— REQUIREMENTS —
Write out every line of the material below as a JSON list of strings, one string per line, with blank lines left out.

— DATASET EXCERPTS —
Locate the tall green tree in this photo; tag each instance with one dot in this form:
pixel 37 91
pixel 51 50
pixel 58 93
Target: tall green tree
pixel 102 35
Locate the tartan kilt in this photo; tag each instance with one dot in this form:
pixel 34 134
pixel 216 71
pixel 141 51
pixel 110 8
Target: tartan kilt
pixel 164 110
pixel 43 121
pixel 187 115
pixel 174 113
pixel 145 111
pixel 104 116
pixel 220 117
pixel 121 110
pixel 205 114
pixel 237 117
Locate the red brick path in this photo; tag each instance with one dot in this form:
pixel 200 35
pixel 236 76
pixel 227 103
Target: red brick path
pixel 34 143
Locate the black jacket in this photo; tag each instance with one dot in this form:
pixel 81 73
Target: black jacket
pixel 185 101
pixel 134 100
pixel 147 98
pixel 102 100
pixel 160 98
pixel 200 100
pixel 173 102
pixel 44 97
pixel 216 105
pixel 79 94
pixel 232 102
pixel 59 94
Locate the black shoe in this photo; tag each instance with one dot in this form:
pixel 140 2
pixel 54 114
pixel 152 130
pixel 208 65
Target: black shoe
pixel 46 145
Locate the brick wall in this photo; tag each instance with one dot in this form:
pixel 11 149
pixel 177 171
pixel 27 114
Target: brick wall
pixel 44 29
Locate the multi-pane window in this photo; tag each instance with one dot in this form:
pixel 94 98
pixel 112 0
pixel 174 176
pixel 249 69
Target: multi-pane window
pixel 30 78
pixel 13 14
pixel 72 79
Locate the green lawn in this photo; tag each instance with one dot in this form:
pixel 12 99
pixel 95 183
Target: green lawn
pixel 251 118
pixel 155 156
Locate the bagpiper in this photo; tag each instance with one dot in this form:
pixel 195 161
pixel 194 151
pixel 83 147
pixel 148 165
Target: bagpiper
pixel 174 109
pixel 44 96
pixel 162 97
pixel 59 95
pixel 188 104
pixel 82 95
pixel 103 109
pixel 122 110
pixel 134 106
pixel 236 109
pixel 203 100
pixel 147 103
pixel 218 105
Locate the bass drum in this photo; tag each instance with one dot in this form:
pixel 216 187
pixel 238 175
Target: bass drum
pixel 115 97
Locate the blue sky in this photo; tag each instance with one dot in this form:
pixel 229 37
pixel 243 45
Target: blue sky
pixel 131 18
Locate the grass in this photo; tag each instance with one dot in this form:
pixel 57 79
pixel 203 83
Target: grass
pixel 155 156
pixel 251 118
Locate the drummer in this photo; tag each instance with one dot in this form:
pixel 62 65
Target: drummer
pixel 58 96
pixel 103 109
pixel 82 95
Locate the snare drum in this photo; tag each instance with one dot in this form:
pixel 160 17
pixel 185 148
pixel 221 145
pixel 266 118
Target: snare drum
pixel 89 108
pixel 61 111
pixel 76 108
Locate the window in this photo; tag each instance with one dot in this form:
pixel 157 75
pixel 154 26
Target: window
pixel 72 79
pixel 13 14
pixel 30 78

— TASK RESULT —
[
  "Locate the tall green tree in this photo; tag each instance with one dot in this form:",
  "pixel 37 91",
  "pixel 51 50",
  "pixel 58 93",
  "Target: tall green tree",
  "pixel 102 35",
  "Locate the tartan kilt in this photo; tag each instance with one dot in this form:",
  "pixel 34 134",
  "pixel 216 71",
  "pixel 141 51",
  "pixel 110 8",
  "Target: tartan kilt",
  "pixel 164 110",
  "pixel 43 121",
  "pixel 187 115",
  "pixel 174 113",
  "pixel 145 111",
  "pixel 104 116",
  "pixel 220 117",
  "pixel 121 110",
  "pixel 205 114",
  "pixel 237 117",
  "Locate the red brick path in this photo; tag each instance with one dot in this form:",
  "pixel 200 35",
  "pixel 236 76",
  "pixel 227 103",
  "Target: red brick path",
  "pixel 34 143",
  "Locate the black jacket in this photo; tag each instance with one dot in this form:",
  "pixel 81 73",
  "Target: black jacket",
  "pixel 185 101",
  "pixel 134 100",
  "pixel 147 98",
  "pixel 102 100",
  "pixel 160 98",
  "pixel 200 100",
  "pixel 173 102",
  "pixel 44 97",
  "pixel 216 105",
  "pixel 79 94",
  "pixel 232 102",
  "pixel 59 94",
  "Locate the black shoe in this photo; tag each instance with one dot in this form:",
  "pixel 140 2",
  "pixel 54 114",
  "pixel 152 130",
  "pixel 208 65",
  "Target: black shoe",
  "pixel 46 145",
  "Locate the brick wall in this photo; tag each instance with one dot in this form:",
  "pixel 11 149",
  "pixel 177 171",
  "pixel 27 114",
  "Target: brick wall",
  "pixel 44 29",
  "Locate the multi-pane window in this photo; tag each instance with one dot in this form:",
  "pixel 94 98",
  "pixel 112 0",
  "pixel 174 176",
  "pixel 249 69",
  "Target: multi-pane window",
  "pixel 30 78",
  "pixel 13 14",
  "pixel 72 79",
  "Locate the green lawn in this photo; tag each instance with one dot in this form:",
  "pixel 12 99",
  "pixel 95 183",
  "Target: green lawn",
  "pixel 251 118",
  "pixel 155 156",
  "Locate the bagpiper in this photo; tag each instance with one dot in this form:",
  "pixel 195 161",
  "pixel 194 151",
  "pixel 83 147",
  "pixel 148 165",
  "Target: bagpiper",
  "pixel 174 109",
  "pixel 44 96",
  "pixel 162 97",
  "pixel 59 95",
  "pixel 188 104",
  "pixel 82 95",
  "pixel 103 109",
  "pixel 122 110",
  "pixel 134 106",
  "pixel 236 109",
  "pixel 203 100",
  "pixel 147 103",
  "pixel 218 105",
  "Locate the bass drum in this photo; tag each instance with one dot in this form:",
  "pixel 216 187",
  "pixel 238 175",
  "Target: bass drum",
  "pixel 115 97",
  "Locate the blue sky in this photo; tag each instance with one dot in this form:",
  "pixel 229 37",
  "pixel 243 45",
  "Target: blue sky",
  "pixel 131 18",
  "Locate the grass in this photo; tag each instance with one dot in this form:",
  "pixel 57 79",
  "pixel 203 83",
  "Target: grass",
  "pixel 155 156",
  "pixel 251 118",
  "Locate the drummer in this photo; tag each instance with one dot in this form:",
  "pixel 62 65",
  "Target: drummer",
  "pixel 58 96",
  "pixel 103 109",
  "pixel 82 95",
  "Locate the snare drum in this photo; tag each instance with one dot in this form:",
  "pixel 160 17",
  "pixel 185 148",
  "pixel 221 145",
  "pixel 266 118",
  "Target: snare drum",
  "pixel 89 108",
  "pixel 61 111",
  "pixel 76 108",
  "Locate the window in this photo; tag each instance with one dot in this form:",
  "pixel 157 75",
  "pixel 154 26",
  "Target: window",
  "pixel 72 79",
  "pixel 13 14",
  "pixel 30 78"
]